● PROBLEM TO SOLVE: Wherever the string "positive" shows up in the data below, copy the whole line.

- Opening Delimiter -

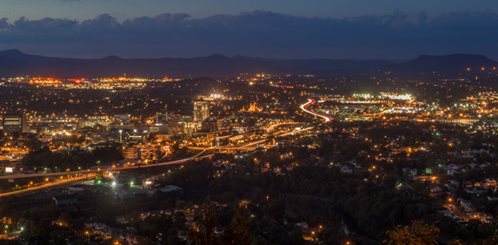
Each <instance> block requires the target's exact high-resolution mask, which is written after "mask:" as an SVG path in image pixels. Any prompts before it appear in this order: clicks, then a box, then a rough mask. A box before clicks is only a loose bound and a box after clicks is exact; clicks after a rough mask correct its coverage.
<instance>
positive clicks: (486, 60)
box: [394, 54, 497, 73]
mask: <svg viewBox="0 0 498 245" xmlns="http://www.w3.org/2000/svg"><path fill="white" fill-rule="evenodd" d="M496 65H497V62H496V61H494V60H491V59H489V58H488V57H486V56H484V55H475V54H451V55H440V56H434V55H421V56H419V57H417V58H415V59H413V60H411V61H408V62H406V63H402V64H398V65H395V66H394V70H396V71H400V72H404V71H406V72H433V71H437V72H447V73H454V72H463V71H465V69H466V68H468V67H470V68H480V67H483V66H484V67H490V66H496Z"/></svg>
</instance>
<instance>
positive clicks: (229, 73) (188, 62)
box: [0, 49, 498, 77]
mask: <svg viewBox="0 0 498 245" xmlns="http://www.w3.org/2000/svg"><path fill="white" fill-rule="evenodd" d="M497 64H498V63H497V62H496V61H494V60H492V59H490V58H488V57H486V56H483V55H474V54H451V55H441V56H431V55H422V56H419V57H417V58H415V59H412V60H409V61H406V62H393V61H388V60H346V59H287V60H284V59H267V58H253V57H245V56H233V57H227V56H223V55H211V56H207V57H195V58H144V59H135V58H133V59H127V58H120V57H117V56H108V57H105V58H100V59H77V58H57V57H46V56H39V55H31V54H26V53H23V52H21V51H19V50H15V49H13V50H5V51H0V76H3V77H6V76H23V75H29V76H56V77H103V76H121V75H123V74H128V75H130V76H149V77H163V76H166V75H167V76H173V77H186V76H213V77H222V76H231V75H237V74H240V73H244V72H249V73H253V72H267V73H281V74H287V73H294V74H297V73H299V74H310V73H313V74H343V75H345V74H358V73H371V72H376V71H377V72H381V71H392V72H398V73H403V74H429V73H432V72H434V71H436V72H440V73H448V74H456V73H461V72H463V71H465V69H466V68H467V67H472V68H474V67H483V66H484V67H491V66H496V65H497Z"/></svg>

- Closing Delimiter -

● COMPLETED EXERCISE:
positive clicks: (486, 60)
positive clicks: (229, 73) (188, 62)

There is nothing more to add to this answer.